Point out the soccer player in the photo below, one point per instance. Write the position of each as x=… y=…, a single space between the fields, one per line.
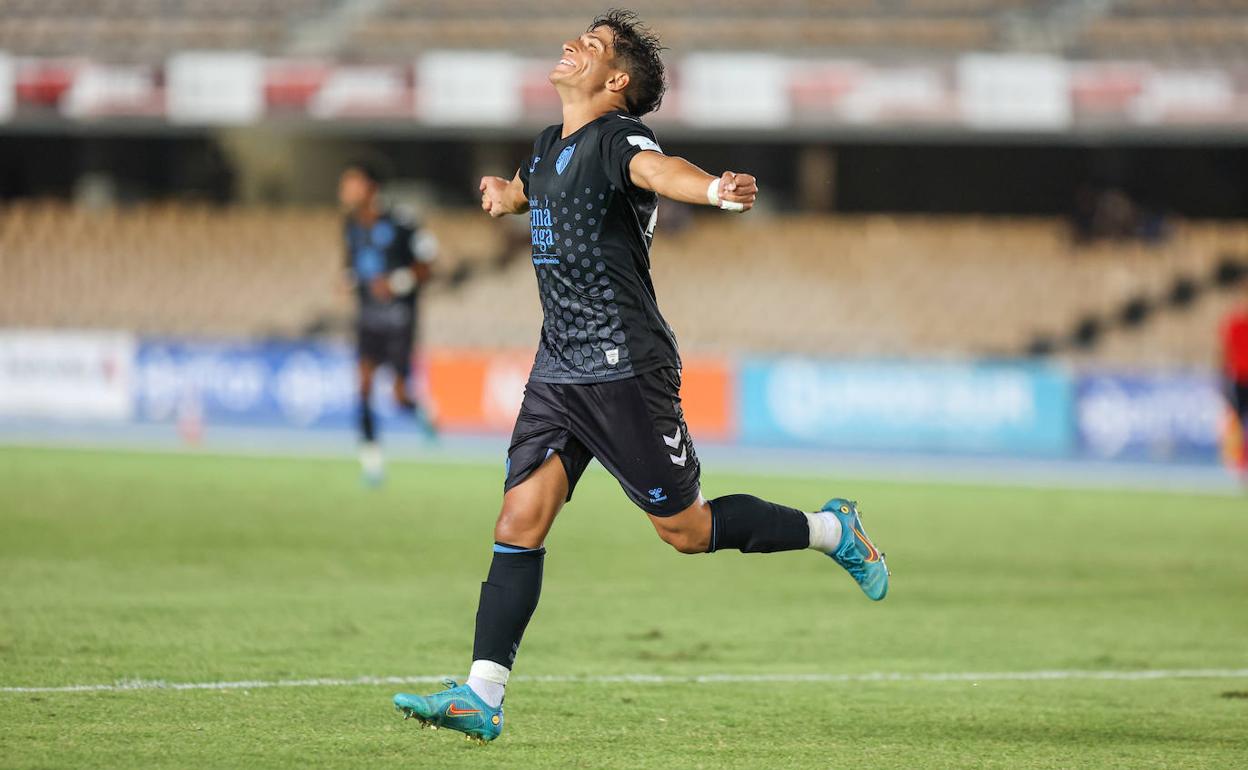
x=387 y=258
x=1234 y=372
x=605 y=382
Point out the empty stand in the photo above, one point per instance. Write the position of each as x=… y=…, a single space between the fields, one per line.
x=856 y=286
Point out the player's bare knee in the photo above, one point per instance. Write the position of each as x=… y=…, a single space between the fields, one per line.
x=684 y=542
x=518 y=527
x=685 y=539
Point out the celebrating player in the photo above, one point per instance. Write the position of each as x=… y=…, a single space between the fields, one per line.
x=387 y=260
x=607 y=378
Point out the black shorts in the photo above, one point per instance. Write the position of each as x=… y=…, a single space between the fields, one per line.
x=634 y=427
x=388 y=347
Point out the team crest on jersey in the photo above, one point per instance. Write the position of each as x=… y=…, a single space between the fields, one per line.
x=564 y=159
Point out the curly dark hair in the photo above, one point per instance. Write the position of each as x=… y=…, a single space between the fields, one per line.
x=637 y=50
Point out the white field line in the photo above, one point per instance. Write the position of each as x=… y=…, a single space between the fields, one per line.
x=971 y=677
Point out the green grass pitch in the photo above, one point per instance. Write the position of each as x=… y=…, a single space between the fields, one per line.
x=200 y=569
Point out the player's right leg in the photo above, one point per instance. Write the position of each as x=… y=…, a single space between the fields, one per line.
x=370 y=452
x=543 y=466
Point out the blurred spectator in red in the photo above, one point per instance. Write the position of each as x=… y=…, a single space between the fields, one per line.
x=1234 y=371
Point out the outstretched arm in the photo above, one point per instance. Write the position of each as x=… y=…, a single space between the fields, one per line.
x=499 y=196
x=679 y=180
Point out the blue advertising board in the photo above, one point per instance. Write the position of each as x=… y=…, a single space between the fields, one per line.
x=252 y=383
x=962 y=407
x=1156 y=414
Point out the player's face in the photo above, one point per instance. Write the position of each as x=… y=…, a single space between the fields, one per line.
x=587 y=61
x=355 y=190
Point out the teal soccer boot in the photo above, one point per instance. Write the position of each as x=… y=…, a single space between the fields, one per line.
x=457 y=708
x=856 y=553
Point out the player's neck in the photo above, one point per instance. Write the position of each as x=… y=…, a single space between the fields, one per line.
x=580 y=110
x=368 y=214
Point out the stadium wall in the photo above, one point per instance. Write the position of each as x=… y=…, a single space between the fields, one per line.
x=1001 y=407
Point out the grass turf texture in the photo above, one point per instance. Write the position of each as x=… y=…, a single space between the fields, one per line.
x=189 y=568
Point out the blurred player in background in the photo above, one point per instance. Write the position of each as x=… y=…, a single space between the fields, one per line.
x=1234 y=372
x=605 y=382
x=387 y=260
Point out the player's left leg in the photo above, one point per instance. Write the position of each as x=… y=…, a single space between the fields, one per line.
x=637 y=429
x=401 y=356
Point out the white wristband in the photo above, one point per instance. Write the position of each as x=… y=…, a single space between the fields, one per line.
x=402 y=281
x=713 y=192
x=714 y=200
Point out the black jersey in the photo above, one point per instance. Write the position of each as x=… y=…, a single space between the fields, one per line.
x=592 y=231
x=392 y=242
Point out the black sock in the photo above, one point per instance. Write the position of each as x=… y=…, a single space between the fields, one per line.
x=508 y=598
x=754 y=526
x=367 y=427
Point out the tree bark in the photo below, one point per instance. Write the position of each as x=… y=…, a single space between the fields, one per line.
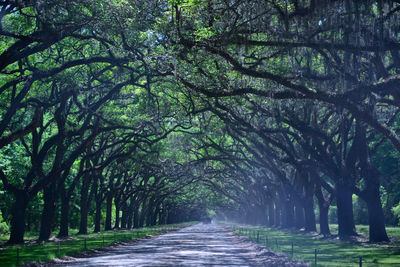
x=107 y=225
x=64 y=228
x=18 y=214
x=84 y=206
x=299 y=212
x=117 y=203
x=345 y=210
x=97 y=219
x=271 y=214
x=309 y=214
x=323 y=206
x=49 y=209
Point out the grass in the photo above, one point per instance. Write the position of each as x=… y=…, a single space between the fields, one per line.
x=78 y=243
x=329 y=252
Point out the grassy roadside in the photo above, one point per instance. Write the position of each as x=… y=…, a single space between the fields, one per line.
x=75 y=244
x=329 y=252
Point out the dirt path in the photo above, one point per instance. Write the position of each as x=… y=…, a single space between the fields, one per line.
x=198 y=245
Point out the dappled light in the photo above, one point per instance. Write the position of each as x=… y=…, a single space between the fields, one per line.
x=199 y=132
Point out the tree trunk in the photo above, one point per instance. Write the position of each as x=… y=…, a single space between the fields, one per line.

WORK INSTRUCTIONS: Update the lines above so that "one point per instance" becomes "a point for each instance" everywhere it appears, with everything else unchanged. Leave the pictures out of your answer.

TASK ANSWER:
Point out the soccer player in the photo below, a point for each instance. Write the position of each as x=… y=…, a single space between the fields, one per line.
x=387 y=258
x=1234 y=372
x=605 y=382
Point out the empty stand in the photo above, a point for each instance. Write the position of each as x=… y=…, a single space between the fields, one per line.
x=856 y=286
Point out the player's bare knee in the photo above, a point for each instance. Write the position of each as x=… y=…, a single space between the fields, one per line.
x=684 y=542
x=518 y=527
x=685 y=539
Point out the celebrating player in the photo above, a point for each instance. Write the position of each as x=… y=…, a single space between the fields, one per line.
x=387 y=260
x=607 y=378
Point out the black shorts in the photo above, a point for each instance. Write the position of each as x=… y=…, a single space between the fields, one per line.
x=634 y=427
x=388 y=347
Point out the team crest on jersey in the photo above, a point for each instance. Write the position of each as x=… y=…, a single space between the fields, one per line.
x=564 y=159
Point out the curly dark hair in the photo above, a point for each instance. Write the position of each as x=… y=…, a single space between the fields, one per line.
x=637 y=50
Point out the white field line in the photo above, a point for each instance. Write the position of each as x=… y=…, a single space between the fields, one per line.
x=971 y=677
Point out the green grass pitch in the photo above, a point for each instance. Write the position of each as x=… y=…, a single space between the fields, one per line.
x=200 y=569
Point out the player's right leg in the photo above, a point for each instance. Write the position of each as x=… y=…, a single space between the fields, one per line.
x=370 y=452
x=543 y=466
Point out the blurred spectator in red in the photo above, a point for each instance. Write the position of each as x=… y=…, a single space between the fields, one per line.
x=1234 y=371
Point out the outstretched arm in the photo above, a point for each instance. Write the position of each as x=… y=…, a single space between the fields, one per line.
x=499 y=196
x=679 y=180
Point out the blue advertising board in the photo above, a point for each instance. Write the position of each as x=… y=…, a single space between the fields, one per line.
x=252 y=383
x=962 y=407
x=1156 y=414
Point out the player's face in the photo above, a point for each instance. Write the position of each as x=… y=…, a single space between the fields, one per line.
x=587 y=61
x=355 y=190
Point out the teal soccer boot in the photo above, a point for each instance. Write the position of each as x=… y=…, a single space between the fields, one per line.
x=457 y=708
x=856 y=553
Point out the player's neck in the photo above, a point for each instance. Write the position of each as x=… y=…, a single space between the fields, one per line.
x=580 y=110
x=368 y=214
Point out the stadium wall in the photo above, a point for each instance. Write the position of each as x=… y=…, a single space between the fields, one per line.
x=1001 y=407
Point out the grass turf texture in the photo above, a point for each instance. Write the position of each as x=… y=…, a single space between the fields, one per line.
x=189 y=568
Point out the blurred player in background in the photo above, a point for each instance. Write the position of each as x=… y=…, a single space between the fields, one per line.
x=1234 y=372
x=605 y=382
x=387 y=260
Point out the player's left leg in the photo above, a point for each instance. Write the position of each as x=… y=…, a single space between the fields, one per line.
x=637 y=429
x=401 y=356
Point out the white wristband in the photo above, a point for each instance. Write the position of each as x=… y=…, a single space between the fields, one per line.
x=402 y=281
x=713 y=192
x=714 y=200
Point out the black jersey in the photo above, a point for each instance. Write the position of each as x=… y=…, a single space between the fields, one per line.
x=592 y=231
x=392 y=242
Point out the black sock in the photo above, a point for each instance. Write the position of each as x=… y=…, a single space between the fields, one per line.
x=508 y=598
x=754 y=526
x=367 y=427
Point out the tree bark in the photo below, a point for each instance. Write the position of each as x=… y=…, a single space between the fields, one per line.
x=107 y=225
x=64 y=228
x=18 y=214
x=84 y=206
x=299 y=212
x=117 y=203
x=345 y=210
x=97 y=219
x=271 y=214
x=309 y=214
x=323 y=206
x=49 y=209
Point out the grass in the photo above, a point for each instance. Write the position of each as x=… y=…, a single space between the fields, one per line.
x=78 y=243
x=329 y=252
Point out the grassy roadside in the photo above, a point for each instance. Write the position of each as x=… y=…, a single space between the fields, one per line.
x=75 y=244
x=329 y=252
Point out the dirt path in the photo above, a point for each instance. Write the position of each as x=… y=…, a single space between the fields, one per line.
x=198 y=245
Point out the dappled light in the photo above, a point for each instance. Write the position of each as x=… y=…, a single space between the fields, one per line.
x=199 y=132
Point out the tree trunk in the photo above, a point for each instance. Write the position of each as x=… y=…, a single space between the fields, one per line.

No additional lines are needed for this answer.